(Material for this exercise Opens)

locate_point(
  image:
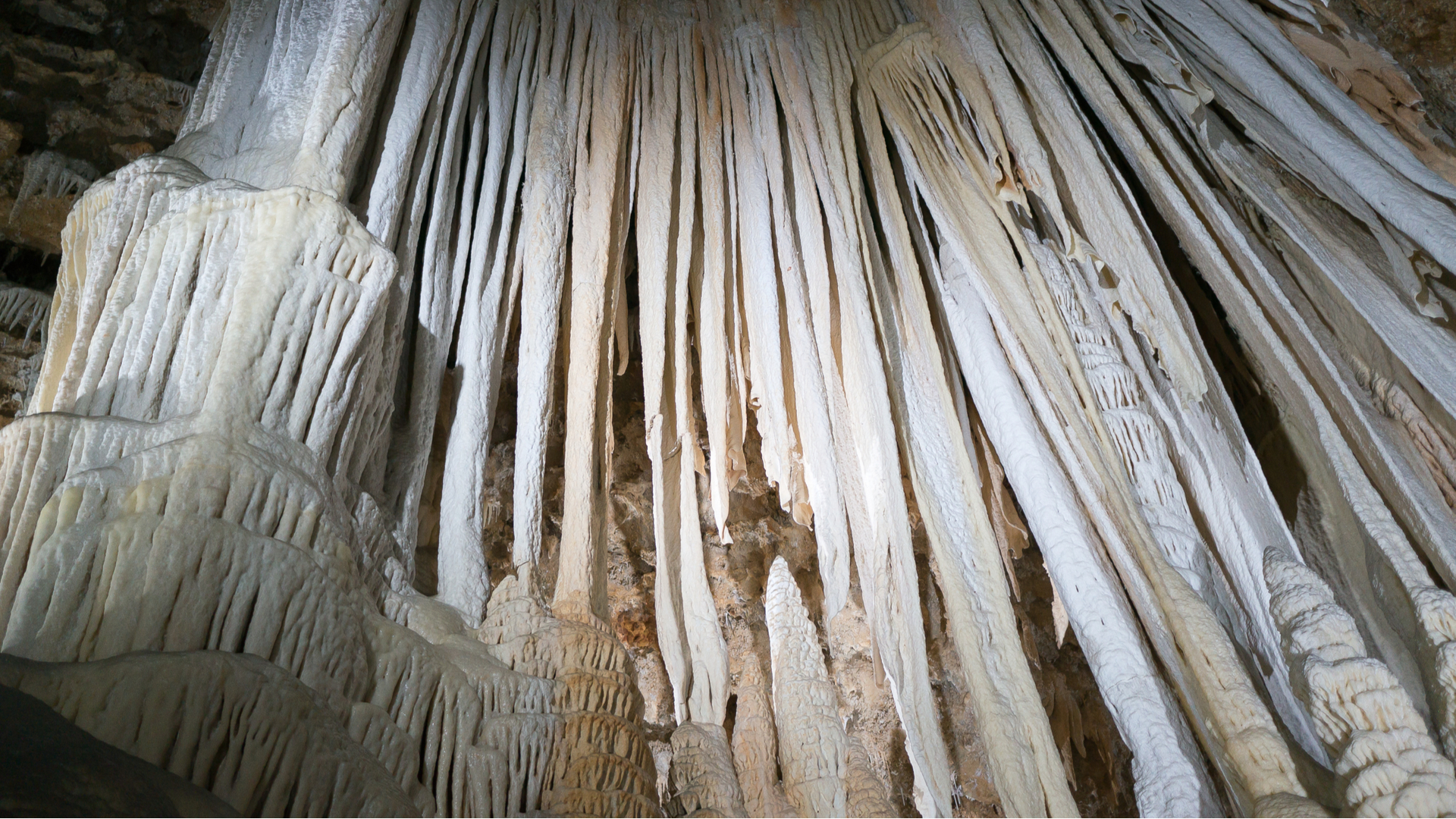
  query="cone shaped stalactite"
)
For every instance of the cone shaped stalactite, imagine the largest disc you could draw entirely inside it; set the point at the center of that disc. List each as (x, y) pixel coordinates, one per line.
(791, 409)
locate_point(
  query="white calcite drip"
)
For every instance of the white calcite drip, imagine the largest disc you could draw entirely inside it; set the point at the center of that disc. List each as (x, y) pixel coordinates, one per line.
(329, 428)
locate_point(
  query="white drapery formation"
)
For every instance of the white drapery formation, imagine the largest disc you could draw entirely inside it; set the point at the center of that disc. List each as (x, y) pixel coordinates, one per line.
(1156, 259)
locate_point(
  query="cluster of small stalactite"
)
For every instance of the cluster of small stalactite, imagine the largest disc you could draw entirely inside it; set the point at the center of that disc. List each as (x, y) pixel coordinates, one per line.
(928, 270)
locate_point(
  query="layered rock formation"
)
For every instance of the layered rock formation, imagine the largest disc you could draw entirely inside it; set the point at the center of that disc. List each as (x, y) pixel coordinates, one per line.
(615, 407)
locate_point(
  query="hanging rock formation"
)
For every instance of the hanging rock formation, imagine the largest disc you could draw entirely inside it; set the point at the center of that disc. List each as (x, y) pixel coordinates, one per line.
(324, 499)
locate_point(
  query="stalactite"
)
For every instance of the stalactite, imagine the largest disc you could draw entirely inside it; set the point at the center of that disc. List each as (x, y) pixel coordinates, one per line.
(1178, 271)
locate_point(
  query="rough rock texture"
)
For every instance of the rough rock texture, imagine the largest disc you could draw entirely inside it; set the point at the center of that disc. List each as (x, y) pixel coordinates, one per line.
(55, 768)
(868, 409)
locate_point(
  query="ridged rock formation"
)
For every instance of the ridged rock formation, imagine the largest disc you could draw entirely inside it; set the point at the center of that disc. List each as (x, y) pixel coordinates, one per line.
(638, 409)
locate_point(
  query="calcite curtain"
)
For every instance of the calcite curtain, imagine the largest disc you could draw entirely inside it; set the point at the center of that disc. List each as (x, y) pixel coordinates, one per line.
(1177, 273)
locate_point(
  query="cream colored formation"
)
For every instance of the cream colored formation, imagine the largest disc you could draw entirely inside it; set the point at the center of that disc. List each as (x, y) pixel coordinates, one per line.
(1180, 268)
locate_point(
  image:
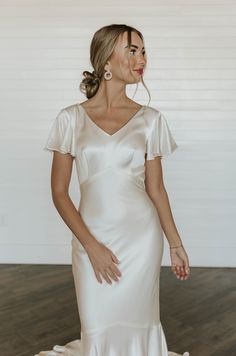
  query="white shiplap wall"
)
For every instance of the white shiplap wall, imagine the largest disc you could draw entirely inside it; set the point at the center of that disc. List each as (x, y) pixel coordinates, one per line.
(191, 75)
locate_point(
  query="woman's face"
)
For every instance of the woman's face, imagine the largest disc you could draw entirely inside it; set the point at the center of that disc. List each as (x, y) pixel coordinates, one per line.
(127, 64)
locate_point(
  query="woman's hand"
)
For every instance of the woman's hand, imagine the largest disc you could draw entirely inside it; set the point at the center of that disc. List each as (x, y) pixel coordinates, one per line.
(179, 262)
(103, 261)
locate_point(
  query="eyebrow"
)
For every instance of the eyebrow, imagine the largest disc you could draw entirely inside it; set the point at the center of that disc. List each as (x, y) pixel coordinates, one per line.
(132, 45)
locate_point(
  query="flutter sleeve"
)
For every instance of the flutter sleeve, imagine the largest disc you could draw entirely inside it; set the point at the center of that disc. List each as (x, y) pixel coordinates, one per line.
(61, 137)
(160, 141)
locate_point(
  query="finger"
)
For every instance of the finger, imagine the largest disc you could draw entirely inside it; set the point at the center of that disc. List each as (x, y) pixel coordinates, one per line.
(105, 276)
(112, 275)
(115, 259)
(98, 277)
(116, 270)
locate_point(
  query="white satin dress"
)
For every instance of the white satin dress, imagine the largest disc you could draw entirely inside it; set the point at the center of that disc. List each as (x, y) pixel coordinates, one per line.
(121, 319)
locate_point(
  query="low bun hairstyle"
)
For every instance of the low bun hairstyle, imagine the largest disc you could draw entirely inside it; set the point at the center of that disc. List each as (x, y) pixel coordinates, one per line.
(101, 49)
(90, 83)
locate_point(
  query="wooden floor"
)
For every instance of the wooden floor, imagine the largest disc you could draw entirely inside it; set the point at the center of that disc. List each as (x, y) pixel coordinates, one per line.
(38, 310)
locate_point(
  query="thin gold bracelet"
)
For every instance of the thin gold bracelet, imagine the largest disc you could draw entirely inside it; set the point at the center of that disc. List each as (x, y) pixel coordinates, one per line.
(177, 246)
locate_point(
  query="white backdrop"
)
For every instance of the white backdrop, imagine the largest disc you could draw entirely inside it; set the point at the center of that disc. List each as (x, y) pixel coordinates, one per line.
(191, 75)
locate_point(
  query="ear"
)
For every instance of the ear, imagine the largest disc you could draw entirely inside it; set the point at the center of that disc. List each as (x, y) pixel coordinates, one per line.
(107, 66)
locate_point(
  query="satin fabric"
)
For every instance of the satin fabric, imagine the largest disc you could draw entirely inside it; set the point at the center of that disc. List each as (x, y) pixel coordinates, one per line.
(122, 319)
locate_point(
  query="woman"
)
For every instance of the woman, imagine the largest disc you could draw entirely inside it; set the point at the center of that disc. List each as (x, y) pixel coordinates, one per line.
(117, 242)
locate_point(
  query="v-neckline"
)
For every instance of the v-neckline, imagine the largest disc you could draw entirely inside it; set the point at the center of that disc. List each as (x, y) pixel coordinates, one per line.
(117, 131)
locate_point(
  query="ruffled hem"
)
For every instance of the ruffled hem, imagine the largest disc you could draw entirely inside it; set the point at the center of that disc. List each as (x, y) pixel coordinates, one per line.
(123, 341)
(74, 348)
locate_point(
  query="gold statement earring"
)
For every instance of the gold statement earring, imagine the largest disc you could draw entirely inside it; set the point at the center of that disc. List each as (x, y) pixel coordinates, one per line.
(108, 75)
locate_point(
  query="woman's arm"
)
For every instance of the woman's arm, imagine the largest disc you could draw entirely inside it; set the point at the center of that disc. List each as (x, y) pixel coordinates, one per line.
(103, 260)
(60, 180)
(156, 190)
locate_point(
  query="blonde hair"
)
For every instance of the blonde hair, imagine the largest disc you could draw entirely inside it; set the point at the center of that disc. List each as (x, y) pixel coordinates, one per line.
(101, 49)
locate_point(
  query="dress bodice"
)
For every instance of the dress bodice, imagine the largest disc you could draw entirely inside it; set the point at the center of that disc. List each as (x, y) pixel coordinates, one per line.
(146, 133)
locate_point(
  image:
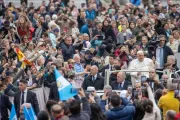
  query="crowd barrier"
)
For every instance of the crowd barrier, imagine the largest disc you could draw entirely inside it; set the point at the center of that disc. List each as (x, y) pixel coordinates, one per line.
(43, 94)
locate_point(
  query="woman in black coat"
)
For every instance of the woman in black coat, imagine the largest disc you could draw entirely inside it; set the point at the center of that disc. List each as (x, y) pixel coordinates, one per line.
(108, 31)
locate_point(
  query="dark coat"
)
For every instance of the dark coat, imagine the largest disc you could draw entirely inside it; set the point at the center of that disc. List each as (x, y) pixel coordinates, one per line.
(53, 94)
(108, 31)
(85, 114)
(115, 84)
(67, 51)
(98, 83)
(5, 104)
(50, 79)
(31, 98)
(103, 70)
(81, 22)
(166, 52)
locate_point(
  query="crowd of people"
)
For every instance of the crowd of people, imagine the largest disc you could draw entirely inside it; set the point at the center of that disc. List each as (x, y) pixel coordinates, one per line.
(82, 44)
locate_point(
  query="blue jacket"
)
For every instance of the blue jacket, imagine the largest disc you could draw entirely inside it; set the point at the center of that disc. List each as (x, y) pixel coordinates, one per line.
(85, 29)
(90, 14)
(124, 112)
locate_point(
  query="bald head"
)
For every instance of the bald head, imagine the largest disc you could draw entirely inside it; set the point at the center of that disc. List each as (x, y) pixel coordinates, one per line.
(140, 56)
(94, 70)
(120, 77)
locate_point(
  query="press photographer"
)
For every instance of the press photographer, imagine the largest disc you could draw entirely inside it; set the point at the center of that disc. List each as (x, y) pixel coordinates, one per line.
(153, 81)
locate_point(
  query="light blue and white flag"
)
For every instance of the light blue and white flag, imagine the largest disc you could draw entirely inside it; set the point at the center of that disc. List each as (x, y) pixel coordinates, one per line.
(13, 115)
(26, 114)
(136, 2)
(64, 87)
(32, 114)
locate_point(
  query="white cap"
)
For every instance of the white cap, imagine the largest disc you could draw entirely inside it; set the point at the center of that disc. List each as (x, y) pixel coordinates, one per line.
(123, 93)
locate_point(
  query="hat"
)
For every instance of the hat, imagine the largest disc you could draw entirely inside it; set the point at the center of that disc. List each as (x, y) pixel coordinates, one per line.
(54, 17)
(6, 23)
(107, 87)
(85, 34)
(40, 43)
(87, 52)
(56, 30)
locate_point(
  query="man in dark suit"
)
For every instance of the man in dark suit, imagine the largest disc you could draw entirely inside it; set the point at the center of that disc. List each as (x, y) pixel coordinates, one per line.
(53, 94)
(121, 83)
(162, 51)
(5, 104)
(25, 96)
(110, 66)
(81, 19)
(93, 80)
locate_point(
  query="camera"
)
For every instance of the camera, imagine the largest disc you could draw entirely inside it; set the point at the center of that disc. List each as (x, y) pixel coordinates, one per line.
(152, 44)
(143, 80)
(175, 80)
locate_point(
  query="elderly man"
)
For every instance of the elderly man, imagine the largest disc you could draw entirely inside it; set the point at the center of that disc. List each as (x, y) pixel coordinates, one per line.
(162, 51)
(141, 63)
(94, 79)
(110, 66)
(121, 83)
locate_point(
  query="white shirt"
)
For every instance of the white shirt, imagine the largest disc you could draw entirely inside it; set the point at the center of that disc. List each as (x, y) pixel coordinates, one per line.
(145, 65)
(122, 84)
(25, 96)
(94, 77)
(158, 59)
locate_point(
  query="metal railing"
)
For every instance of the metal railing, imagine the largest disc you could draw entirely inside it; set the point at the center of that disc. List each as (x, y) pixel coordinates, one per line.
(108, 73)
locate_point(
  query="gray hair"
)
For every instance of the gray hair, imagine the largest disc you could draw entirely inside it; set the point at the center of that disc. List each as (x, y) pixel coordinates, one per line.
(107, 87)
(171, 114)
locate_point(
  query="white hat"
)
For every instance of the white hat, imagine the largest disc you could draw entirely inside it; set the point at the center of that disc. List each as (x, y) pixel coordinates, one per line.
(54, 17)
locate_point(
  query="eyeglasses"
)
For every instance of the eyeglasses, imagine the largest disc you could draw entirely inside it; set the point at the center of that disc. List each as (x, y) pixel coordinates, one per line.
(151, 72)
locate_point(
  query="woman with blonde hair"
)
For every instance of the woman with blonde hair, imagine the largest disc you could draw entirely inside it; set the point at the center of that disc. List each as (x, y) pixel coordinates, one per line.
(23, 26)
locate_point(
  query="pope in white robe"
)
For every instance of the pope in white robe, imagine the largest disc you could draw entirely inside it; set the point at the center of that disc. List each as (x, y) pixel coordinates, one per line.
(141, 63)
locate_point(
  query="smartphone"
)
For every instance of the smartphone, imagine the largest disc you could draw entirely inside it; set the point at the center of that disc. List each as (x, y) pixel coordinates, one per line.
(65, 64)
(75, 90)
(130, 89)
(100, 37)
(143, 78)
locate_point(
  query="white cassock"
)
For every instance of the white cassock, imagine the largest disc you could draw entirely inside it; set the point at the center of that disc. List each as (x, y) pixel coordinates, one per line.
(145, 65)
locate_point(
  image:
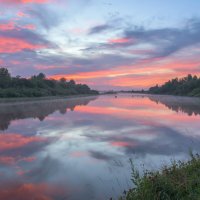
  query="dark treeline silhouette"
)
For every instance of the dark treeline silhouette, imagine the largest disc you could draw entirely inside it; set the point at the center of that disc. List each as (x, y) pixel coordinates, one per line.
(39, 86)
(190, 106)
(38, 109)
(187, 86)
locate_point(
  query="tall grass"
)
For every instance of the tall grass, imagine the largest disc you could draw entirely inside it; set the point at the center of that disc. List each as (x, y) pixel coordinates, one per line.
(180, 181)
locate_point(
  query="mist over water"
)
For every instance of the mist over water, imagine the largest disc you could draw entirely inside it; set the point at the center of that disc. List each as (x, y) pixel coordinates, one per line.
(80, 148)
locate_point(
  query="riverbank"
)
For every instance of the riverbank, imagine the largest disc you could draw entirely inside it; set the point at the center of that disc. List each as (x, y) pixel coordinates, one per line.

(Material for this exercise Closes)

### Task brief
Single out each line of the records above with the string "riverbank" in it, and copy it.

### Answer to the exercise
  query="riverbank"
For every instance of the riverbank, imagine the largest disc you could draw entirely inside it; set the point at the center of that disc. List each as (x, y) pixel coordinates, one per line.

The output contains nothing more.